**Page excerpt**
_ _ _ _

Josef Ackermann: A better way for crisis resolution

Crisis prevention in emerging markets has improved a good deal in recent years, says Josef Ackermann. But a stronger and more stable international financial system also needs better crisis management. –

As we move towards our shared goal of a more stable financial system, we need a recipe for an institutional framework that fits the global economy, especially the global capital markets.

The basis for this can only be an objective review of the status quo and how to improve it. This is particularly crucial in today’s climate of heightened uncertainty and investors’ aversion to risk – in particular, emerging market risk.

In recent years, crisis prevention in emerging markets has made much progress. Governments have strengthened investor confidence by enhancing data transparency and by recognizing and implementing uniform standards and codes on a growing scale.

Some emerging market nations have opened investor relations offices to establish a continuing dialogue with creditors. Furthermore, there are signs that many emerging markets are becoming more skillful at debt management.

At the international level, the financial sector assessment programmes carried out by the IMF and the World Bank are helping to improve crisis prevention.

In this process, the private sector has not been a passive observer but has actively helped to draft and implement practicable solutions. One example is the refinement of banks’ internal risk models through the incorporation of the standards and codes already mentioned.

But crisis prevention is not enough by itself; a stronger international financial system also needs better crisis management. Here, too, the private sector has not shirked its responsibility. This explicitly includes taking part in debt restructuring processes. It is only natural that private investors should bear the consequences of their investment decisions.

Effective crisis resolution calls for procedures to facilitate intensive dialogue between debtor countries and their creditors. Such dialogue would induce governments to talk to their creditors before a debt situation gets out of hand.

In the event of crisis, dialogue must turn into negotiation on debt sustainability, creditor needs and on the action to be taken by those involved – debtor governments, creditors and the international community.

Negotiation is the only way to reach acceptable compromises. It is not acceptable for borrowers to impose conditions unilaterally. The final outcome can only be debt rescheduling.

Apart from early and effective negotiations, another essential condition for successful debt restructuring is a quick and orderly administrative and legal process to implement the negotiated restructuring terms. This is in the interests of borrowers and creditors.

A key element of a contractual approach to debt restructuring, which is supported by the action plans of both the Institute of International Finance and the G7 nations, is the collective action clause (CAC) in bond contracts.

CACs – which have been part of bond contracts in UK law since the end of the 19th century – are a market-based, private-sector tool for effectively resolving various problems that could impede the debt rescheduling process.

There is broad consensus today that CACs should become a global market standard. This is in response to the fundamental shift away from syndicated loans and towards bonds in the financing structure of emerging market countries in recent years.

With the growing use of bonds, the number, diversity and anonymity of creditors have also increased substantially. This poses the problem of coordinating divergent interests and, consequently, creates the risk of a necessary debt restructuring being delayed.

It also raises the problem of individual creditors holding up the debt restructuring by taking legal action. In all these cases, a debtor country’s credit standing would deteriorate further, ultimately depressing the price of its bonds.

In practice, these difficulties have proved surmountable as a rule; in recent years, participation rates of almost 100% have been achieved in debt restructurings (such as Russia and Pakistan). Nevertheless, the problems mentioned are latent obstacles to debt rescheduling and can therefore cause unnecessary uncertainty.

_ _ _ _

**Record set**
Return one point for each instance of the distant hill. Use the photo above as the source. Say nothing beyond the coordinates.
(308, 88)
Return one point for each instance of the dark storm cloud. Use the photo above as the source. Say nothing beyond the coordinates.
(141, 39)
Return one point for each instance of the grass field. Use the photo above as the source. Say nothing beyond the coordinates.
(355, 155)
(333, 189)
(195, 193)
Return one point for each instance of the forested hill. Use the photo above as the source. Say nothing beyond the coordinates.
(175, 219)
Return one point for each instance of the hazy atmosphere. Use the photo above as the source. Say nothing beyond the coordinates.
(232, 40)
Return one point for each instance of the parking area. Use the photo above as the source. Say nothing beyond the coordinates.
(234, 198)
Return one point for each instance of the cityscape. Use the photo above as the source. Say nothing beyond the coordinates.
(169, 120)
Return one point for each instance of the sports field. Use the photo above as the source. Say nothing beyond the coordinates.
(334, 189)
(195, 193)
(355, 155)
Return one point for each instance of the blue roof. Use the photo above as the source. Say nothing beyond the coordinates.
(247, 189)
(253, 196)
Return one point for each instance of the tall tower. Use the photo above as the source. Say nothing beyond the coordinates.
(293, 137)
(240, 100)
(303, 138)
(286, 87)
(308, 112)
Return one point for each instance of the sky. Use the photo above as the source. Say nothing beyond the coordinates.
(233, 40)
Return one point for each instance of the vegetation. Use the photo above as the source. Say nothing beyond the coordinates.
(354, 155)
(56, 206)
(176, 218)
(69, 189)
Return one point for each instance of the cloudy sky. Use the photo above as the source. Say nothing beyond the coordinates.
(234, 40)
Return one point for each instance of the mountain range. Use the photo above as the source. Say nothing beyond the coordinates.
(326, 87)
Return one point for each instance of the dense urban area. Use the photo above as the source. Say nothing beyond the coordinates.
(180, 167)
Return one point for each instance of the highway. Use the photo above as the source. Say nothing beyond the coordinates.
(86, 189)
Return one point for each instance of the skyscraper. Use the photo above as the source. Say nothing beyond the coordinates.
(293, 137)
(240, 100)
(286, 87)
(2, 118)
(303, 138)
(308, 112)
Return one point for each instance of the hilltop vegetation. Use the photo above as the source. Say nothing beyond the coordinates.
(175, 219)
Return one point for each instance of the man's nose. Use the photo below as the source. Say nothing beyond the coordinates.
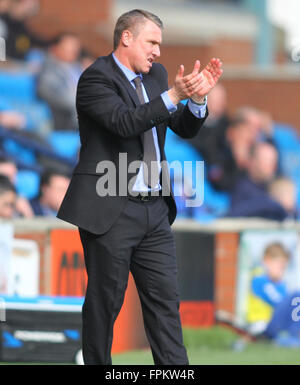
(156, 52)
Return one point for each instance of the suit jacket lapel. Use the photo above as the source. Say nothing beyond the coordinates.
(124, 81)
(153, 90)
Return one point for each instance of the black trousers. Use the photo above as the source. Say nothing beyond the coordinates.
(140, 241)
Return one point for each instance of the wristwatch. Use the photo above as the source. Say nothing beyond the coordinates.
(202, 103)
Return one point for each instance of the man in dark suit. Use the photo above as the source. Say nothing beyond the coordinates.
(124, 107)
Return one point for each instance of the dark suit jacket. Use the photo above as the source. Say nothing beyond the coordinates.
(112, 121)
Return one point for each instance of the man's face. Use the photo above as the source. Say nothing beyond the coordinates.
(276, 267)
(143, 46)
(7, 204)
(54, 192)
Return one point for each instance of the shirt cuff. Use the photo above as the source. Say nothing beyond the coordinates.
(168, 103)
(196, 110)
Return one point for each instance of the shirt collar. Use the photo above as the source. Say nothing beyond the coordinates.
(130, 75)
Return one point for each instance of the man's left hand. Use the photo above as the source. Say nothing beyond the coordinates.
(211, 75)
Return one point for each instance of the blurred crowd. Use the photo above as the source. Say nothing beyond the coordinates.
(242, 158)
(39, 149)
(30, 153)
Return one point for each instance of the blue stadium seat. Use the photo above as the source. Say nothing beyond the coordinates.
(17, 151)
(18, 85)
(65, 143)
(215, 203)
(288, 143)
(27, 183)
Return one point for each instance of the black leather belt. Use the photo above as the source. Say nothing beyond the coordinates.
(144, 197)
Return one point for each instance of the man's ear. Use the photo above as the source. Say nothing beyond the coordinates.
(126, 38)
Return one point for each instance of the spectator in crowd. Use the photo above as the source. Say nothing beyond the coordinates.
(9, 118)
(10, 170)
(18, 37)
(253, 117)
(8, 198)
(267, 288)
(233, 156)
(53, 187)
(283, 191)
(210, 141)
(270, 307)
(250, 197)
(57, 82)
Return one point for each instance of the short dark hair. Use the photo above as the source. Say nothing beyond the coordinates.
(58, 38)
(275, 250)
(6, 185)
(130, 20)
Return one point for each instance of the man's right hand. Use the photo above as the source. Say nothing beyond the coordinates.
(186, 86)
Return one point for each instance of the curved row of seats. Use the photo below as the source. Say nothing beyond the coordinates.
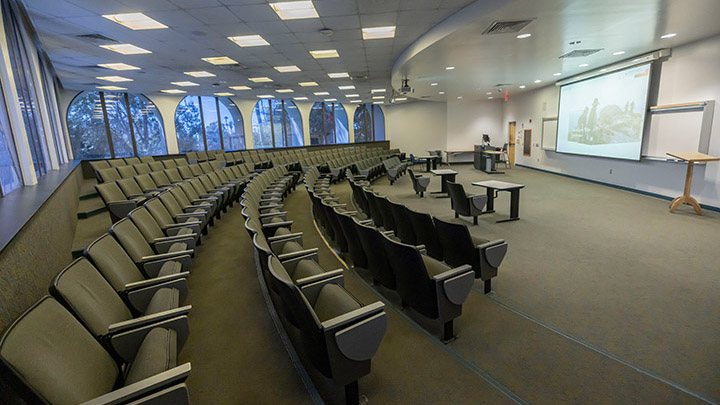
(339, 333)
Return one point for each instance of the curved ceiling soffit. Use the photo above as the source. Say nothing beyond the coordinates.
(460, 19)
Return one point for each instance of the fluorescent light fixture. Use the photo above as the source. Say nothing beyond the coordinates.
(220, 60)
(295, 10)
(118, 66)
(249, 40)
(287, 69)
(184, 84)
(379, 32)
(125, 49)
(135, 21)
(327, 53)
(114, 78)
(200, 73)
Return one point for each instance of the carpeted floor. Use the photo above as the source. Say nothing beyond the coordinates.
(603, 297)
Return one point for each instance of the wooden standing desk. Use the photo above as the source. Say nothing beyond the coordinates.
(691, 158)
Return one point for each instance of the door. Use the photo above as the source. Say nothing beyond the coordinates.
(527, 142)
(511, 144)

_ _ _ _

**Instructions**
#1 From the crisis resolution text, repeat the passage between "But crisis prevention" and "out of hand.", inclusive.
#2 According to the crisis resolution text, since when have collective action clauses been part of bond contracts under UK law?

**Solutions below**
#1
But crisis prevention is not enough by itself; a stronger international financial system also needs better crisis management. Here, too, the private sector has not shirked its responsibility. This explicitly includes taking part in debt restructuring processes. It is only natural that private investors should bear the consequences of their investment decisions.

Effective crisis resolution calls for procedures to facilitate intensive dialogue between debtor countries and their creditors. Such dialogue would induce governments to talk to their creditors before a debt situation gets out of hand.

#2 Since the end of the 19th century.